begin RECORDS SUPPLIED

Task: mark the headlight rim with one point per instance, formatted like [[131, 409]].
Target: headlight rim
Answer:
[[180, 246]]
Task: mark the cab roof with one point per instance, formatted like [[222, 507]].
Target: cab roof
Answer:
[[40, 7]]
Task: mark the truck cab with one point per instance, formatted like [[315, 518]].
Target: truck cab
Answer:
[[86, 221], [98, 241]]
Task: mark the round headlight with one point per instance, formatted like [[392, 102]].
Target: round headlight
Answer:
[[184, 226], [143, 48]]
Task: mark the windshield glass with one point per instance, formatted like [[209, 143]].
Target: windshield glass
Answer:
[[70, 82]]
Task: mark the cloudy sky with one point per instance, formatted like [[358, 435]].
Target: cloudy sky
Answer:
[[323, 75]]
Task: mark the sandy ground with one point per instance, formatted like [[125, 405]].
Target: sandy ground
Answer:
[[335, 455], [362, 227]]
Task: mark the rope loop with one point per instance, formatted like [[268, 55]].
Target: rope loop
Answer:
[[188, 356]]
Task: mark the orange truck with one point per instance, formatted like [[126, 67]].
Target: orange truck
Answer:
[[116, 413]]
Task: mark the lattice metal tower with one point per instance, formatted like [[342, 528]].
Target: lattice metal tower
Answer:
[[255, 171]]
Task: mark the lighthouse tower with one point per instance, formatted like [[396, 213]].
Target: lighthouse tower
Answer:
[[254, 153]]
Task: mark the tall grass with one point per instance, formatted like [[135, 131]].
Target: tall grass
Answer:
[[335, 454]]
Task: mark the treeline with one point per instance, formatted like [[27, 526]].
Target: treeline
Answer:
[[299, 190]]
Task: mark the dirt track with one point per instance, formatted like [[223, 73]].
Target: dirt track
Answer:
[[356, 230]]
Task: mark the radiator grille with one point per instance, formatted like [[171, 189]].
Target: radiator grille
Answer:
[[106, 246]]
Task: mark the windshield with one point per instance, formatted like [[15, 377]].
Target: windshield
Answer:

end RECORDS SUPPLIED

PROBLEM DETAILS
Convert every line of the rows above into a numbered list, leaving out any blank lines.

PROBLEM SOLUTION
1. Task: mark the headlight rim with one point per instance, formatted like [[131, 409]].
2. Target: headlight rim
3. Answer:
4. [[180, 246]]
5. Task: mark the cab roof with one point per instance, formatted like [[222, 507]].
6. Target: cab roof
7. Answer:
8. [[40, 7]]
9. Task: mark the truck cab with one point per instance, formatted like [[315, 518]].
10. Target: truck cab
11. Answer:
12. [[86, 221], [98, 241]]
13. Task: mark the round headlight with one point per instance, formatted like [[392, 102]].
14. Target: round headlight
15. Answer:
16. [[184, 226], [143, 48]]
17. Task: mark the windshield glass with one point per instance, formatted like [[209, 143]].
18. Target: windshield glass
19. Answer:
20. [[70, 82]]
21. Task: mark the cloudy sky with one point per instance, formatted like [[358, 435]].
22. Target: cloudy sky
23. Answer:
24. [[323, 75]]
25. Task: mark the sandy ground with one point per instance, formatted like [[125, 405]].
26. Target: sandy ground
27. Answer:
28. [[335, 455], [362, 227]]
29. Task: mark the rope loop with one point per instance, formatted like [[268, 55]].
30. Target: rope loop
31. Answer:
32. [[188, 356]]
33. Task: mark the orange truck with one point per instance, formatted like [[126, 67]].
34. Target: orange truck
35. Answer:
36. [[116, 413]]
37. Task: mark the lattice metal tower with one point per instance, formatted like [[342, 528]].
38. Target: lattice metal tower
39. Answer:
40. [[255, 171]]
41. Task: mark the lighthouse tower with one point per instance, formatted like [[396, 213]].
42. Target: lighthouse tower
43. Answer:
44. [[254, 153]]
45. Task: mark the tall grass with one point per instance, formatted like [[135, 131]].
46. Target: tall grass
47. Answer:
48. [[335, 454]]
49. Task: mark the treeline with one point per instance, formatted like [[27, 526]].
50. Target: treeline
51. Answer:
52. [[299, 190]]
53. Task: mark the dirt track with one point per instance, formatted like [[223, 73]].
54. Target: dirt track
55. Answer:
56. [[356, 230]]
57. Task: mark the radiator grille with one point per instance, formatted like [[171, 189]].
58. Target: radiator grille
59. Answer:
60. [[106, 246]]
61. Task: mark the windshield with one point per instance, formatted like [[15, 377]].
62. Target: windshield
63. Answer:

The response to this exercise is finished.